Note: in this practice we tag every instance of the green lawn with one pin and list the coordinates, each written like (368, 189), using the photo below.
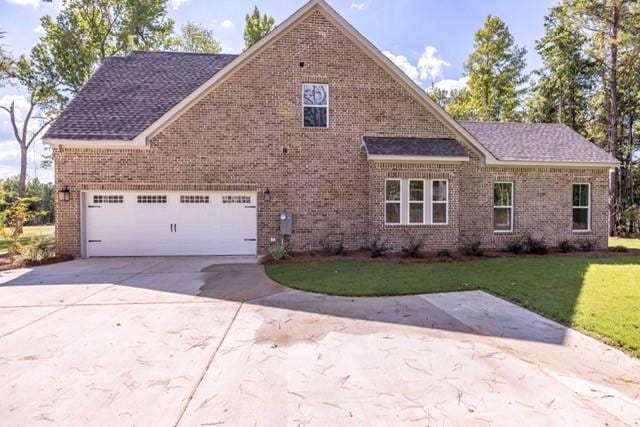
(44, 231)
(598, 295)
(627, 243)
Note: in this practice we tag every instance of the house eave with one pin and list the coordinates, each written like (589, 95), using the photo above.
(95, 143)
(399, 158)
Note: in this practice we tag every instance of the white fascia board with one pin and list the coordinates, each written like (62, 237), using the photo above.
(552, 164)
(94, 143)
(388, 157)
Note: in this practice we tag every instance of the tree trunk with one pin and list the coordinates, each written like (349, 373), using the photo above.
(613, 114)
(22, 183)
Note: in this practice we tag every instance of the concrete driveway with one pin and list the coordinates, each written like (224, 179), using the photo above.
(208, 341)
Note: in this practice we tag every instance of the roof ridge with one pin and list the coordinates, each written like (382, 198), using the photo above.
(512, 123)
(137, 52)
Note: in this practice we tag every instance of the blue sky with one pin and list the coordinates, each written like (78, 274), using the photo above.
(428, 39)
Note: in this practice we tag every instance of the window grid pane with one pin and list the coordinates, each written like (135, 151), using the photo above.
(392, 191)
(392, 212)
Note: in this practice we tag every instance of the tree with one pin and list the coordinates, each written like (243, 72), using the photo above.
(455, 102)
(495, 71)
(5, 62)
(256, 27)
(195, 38)
(613, 27)
(561, 91)
(43, 101)
(86, 32)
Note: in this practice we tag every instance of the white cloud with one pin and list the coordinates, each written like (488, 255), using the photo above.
(403, 63)
(430, 66)
(452, 84)
(32, 3)
(227, 24)
(175, 4)
(9, 149)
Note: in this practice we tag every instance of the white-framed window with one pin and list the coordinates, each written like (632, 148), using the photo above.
(416, 201)
(315, 105)
(502, 207)
(439, 201)
(581, 195)
(102, 198)
(194, 198)
(152, 199)
(236, 199)
(392, 214)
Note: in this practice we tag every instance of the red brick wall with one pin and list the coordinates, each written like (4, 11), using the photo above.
(233, 138)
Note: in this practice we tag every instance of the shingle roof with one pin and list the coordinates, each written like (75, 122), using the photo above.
(429, 147)
(536, 142)
(127, 94)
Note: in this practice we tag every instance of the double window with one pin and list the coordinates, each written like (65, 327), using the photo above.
(416, 201)
(315, 105)
(503, 206)
(581, 207)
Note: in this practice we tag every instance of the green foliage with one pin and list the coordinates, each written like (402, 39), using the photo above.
(15, 213)
(37, 249)
(280, 250)
(561, 91)
(86, 32)
(378, 249)
(413, 247)
(194, 38)
(495, 70)
(444, 253)
(256, 27)
(472, 248)
(566, 246)
(594, 294)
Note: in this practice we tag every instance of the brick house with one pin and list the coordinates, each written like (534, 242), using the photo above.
(311, 132)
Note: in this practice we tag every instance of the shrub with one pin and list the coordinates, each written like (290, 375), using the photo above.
(585, 245)
(36, 250)
(566, 246)
(535, 246)
(377, 249)
(472, 248)
(620, 248)
(517, 246)
(280, 250)
(444, 253)
(329, 248)
(413, 247)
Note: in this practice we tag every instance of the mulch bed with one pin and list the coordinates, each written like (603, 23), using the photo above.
(398, 257)
(6, 263)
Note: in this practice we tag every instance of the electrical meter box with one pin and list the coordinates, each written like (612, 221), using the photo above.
(286, 224)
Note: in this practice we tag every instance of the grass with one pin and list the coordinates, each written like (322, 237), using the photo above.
(597, 295)
(44, 231)
(627, 243)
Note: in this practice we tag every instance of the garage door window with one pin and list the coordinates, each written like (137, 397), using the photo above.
(197, 199)
(100, 198)
(150, 199)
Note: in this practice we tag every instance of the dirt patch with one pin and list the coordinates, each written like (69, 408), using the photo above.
(398, 257)
(6, 263)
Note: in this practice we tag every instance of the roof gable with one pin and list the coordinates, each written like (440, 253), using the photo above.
(140, 140)
(537, 142)
(128, 94)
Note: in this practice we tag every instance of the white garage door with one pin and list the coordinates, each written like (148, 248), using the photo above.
(170, 223)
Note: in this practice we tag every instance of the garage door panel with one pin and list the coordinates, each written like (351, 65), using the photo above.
(139, 224)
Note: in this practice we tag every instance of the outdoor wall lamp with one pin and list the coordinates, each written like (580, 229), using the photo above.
(65, 194)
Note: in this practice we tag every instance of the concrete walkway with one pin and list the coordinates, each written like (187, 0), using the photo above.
(213, 341)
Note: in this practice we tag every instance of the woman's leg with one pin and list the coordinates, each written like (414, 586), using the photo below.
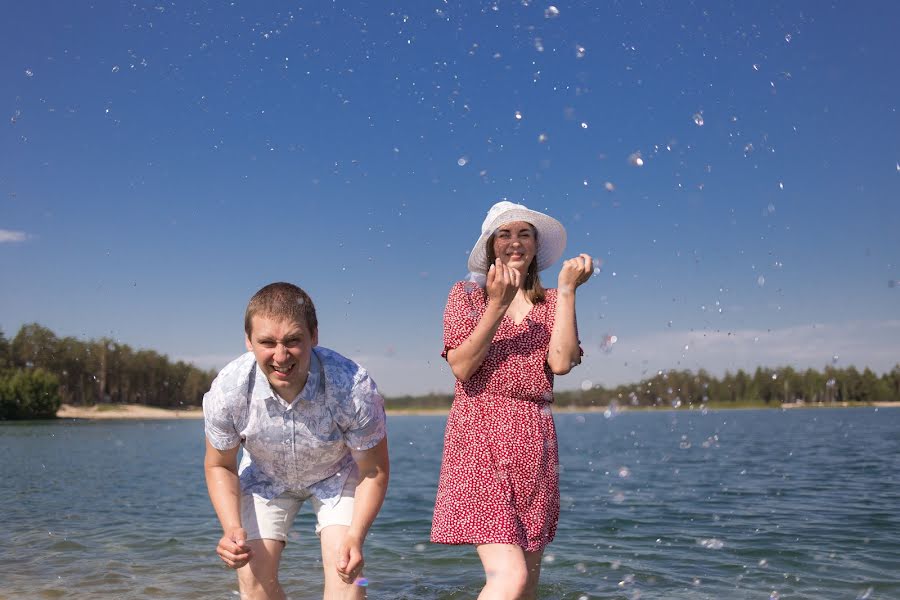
(533, 564)
(505, 571)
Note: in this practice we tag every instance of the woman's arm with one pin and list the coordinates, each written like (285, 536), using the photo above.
(564, 351)
(502, 285)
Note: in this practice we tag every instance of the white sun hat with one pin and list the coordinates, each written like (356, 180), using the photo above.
(551, 235)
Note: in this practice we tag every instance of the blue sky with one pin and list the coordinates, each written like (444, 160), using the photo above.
(162, 161)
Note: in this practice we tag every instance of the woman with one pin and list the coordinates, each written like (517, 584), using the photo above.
(499, 487)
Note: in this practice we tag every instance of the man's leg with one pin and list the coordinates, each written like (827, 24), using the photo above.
(267, 524)
(258, 579)
(335, 589)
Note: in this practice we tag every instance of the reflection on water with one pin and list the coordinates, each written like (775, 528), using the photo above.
(733, 504)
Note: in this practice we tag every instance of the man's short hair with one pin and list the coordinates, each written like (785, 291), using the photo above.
(282, 301)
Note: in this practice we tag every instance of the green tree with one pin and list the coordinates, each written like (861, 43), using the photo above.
(29, 394)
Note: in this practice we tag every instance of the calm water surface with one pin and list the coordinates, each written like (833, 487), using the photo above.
(731, 504)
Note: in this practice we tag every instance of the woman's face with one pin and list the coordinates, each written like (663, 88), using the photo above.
(515, 244)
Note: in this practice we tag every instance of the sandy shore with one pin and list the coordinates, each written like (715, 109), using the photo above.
(137, 411)
(126, 411)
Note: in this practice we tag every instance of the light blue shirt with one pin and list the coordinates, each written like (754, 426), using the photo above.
(299, 446)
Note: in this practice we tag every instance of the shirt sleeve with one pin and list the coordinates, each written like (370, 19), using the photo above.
(461, 314)
(217, 419)
(369, 425)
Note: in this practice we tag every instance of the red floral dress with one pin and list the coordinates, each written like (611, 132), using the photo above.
(499, 480)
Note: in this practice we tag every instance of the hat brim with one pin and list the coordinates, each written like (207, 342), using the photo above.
(551, 238)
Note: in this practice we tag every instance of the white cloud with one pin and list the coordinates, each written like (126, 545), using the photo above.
(7, 235)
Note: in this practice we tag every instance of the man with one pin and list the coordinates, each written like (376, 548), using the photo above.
(312, 427)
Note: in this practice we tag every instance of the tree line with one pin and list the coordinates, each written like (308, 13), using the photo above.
(39, 371)
(681, 389)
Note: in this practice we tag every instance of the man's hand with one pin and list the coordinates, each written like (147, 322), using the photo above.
(350, 559)
(233, 548)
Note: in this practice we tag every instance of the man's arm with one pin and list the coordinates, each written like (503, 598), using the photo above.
(374, 471)
(225, 493)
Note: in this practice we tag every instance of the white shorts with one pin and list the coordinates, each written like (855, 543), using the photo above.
(272, 519)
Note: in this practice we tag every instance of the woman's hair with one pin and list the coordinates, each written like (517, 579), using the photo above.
(534, 291)
(282, 301)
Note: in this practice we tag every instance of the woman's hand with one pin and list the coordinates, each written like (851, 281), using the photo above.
(574, 272)
(502, 283)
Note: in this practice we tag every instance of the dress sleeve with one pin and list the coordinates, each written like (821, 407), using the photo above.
(461, 314)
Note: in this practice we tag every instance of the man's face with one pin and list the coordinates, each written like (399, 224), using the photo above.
(282, 349)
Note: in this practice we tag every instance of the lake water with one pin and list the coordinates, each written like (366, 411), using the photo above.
(729, 504)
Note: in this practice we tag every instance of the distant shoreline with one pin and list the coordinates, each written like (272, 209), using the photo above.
(139, 411)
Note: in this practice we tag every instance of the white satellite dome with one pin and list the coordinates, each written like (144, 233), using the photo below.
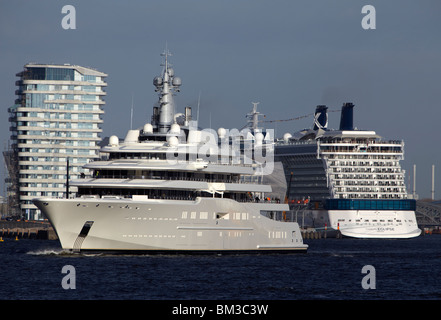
(113, 141)
(148, 128)
(259, 137)
(287, 136)
(173, 141)
(175, 128)
(221, 132)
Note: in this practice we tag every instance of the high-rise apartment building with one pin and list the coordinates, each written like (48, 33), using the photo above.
(55, 120)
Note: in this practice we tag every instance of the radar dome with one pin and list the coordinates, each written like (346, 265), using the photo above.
(113, 141)
(177, 81)
(157, 81)
(287, 136)
(148, 128)
(259, 137)
(221, 132)
(173, 141)
(175, 128)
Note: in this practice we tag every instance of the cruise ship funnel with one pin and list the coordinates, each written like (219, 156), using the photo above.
(321, 117)
(347, 117)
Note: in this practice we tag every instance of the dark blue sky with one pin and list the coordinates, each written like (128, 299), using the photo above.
(288, 55)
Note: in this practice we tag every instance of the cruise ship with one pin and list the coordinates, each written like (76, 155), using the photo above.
(347, 180)
(169, 188)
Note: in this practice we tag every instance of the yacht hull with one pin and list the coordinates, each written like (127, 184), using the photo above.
(169, 226)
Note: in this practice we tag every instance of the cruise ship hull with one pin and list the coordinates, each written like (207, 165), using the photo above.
(168, 226)
(364, 223)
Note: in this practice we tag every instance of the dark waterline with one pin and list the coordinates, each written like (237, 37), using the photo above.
(332, 269)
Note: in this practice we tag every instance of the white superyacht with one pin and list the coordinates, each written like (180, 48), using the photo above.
(347, 180)
(168, 188)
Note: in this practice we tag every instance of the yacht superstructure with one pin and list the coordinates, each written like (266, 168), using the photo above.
(348, 180)
(169, 187)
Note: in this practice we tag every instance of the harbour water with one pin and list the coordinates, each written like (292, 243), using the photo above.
(332, 269)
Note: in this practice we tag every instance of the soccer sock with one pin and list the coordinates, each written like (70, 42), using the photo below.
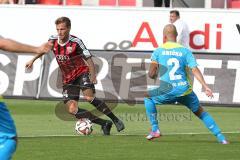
(102, 107)
(151, 113)
(212, 126)
(82, 113)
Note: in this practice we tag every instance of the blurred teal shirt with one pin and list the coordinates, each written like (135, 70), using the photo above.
(7, 126)
(175, 60)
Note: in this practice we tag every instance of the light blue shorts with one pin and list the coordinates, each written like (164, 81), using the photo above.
(7, 148)
(190, 101)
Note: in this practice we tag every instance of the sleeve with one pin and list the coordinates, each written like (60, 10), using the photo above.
(154, 57)
(179, 27)
(191, 61)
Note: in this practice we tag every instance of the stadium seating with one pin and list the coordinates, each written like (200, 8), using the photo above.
(50, 2)
(73, 2)
(107, 2)
(234, 3)
(127, 2)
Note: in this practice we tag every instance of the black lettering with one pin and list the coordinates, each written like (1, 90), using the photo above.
(124, 45)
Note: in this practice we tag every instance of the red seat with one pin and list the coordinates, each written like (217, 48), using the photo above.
(127, 2)
(50, 2)
(73, 2)
(234, 3)
(107, 2)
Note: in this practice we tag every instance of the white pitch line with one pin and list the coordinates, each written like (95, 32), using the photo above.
(123, 134)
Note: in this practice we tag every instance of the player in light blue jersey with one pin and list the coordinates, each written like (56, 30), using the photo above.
(173, 62)
(8, 134)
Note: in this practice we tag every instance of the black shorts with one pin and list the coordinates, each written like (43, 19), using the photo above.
(71, 91)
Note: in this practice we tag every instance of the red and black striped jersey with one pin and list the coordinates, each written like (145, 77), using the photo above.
(71, 57)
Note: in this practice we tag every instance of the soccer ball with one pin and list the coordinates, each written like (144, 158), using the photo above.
(84, 126)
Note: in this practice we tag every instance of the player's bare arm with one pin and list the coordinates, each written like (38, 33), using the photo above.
(46, 48)
(196, 72)
(92, 70)
(153, 70)
(14, 46)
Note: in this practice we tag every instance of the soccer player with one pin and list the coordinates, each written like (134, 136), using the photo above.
(8, 134)
(78, 73)
(175, 86)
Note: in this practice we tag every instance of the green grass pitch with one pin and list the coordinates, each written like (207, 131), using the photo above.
(43, 136)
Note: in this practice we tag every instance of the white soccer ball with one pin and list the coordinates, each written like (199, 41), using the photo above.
(84, 126)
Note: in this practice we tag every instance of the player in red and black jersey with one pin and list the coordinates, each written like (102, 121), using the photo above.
(78, 72)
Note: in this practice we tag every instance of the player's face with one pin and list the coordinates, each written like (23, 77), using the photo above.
(173, 17)
(63, 32)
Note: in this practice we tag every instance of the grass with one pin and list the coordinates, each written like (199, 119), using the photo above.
(44, 136)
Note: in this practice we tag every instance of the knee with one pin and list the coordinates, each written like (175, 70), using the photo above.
(199, 112)
(148, 102)
(88, 98)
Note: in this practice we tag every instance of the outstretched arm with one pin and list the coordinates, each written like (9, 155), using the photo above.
(30, 63)
(14, 46)
(92, 70)
(196, 72)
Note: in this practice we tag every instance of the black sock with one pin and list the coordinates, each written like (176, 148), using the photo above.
(82, 113)
(102, 107)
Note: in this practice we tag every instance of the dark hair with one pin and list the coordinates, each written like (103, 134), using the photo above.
(175, 12)
(65, 20)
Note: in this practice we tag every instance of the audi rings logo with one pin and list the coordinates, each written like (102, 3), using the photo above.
(62, 58)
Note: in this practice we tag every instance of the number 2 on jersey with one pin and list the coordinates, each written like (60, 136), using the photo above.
(172, 72)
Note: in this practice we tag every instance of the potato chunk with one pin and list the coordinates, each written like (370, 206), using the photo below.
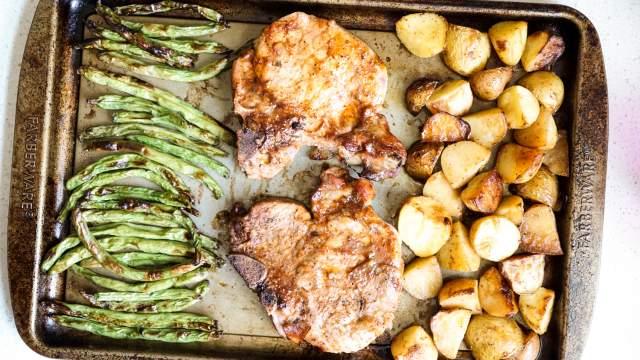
-.-.-
Report every line of the material that contains the word "dome" and copy each such line in full. Case counts.

Note: in this practice we tag every instance of the white satellite dome with one pin and list the coordinates, each written like (144, 233), using the photo below.
Note: in this practice we tag every instance of the radar dome with one pin and list the coordinates, each written like (346, 265), using the photo above.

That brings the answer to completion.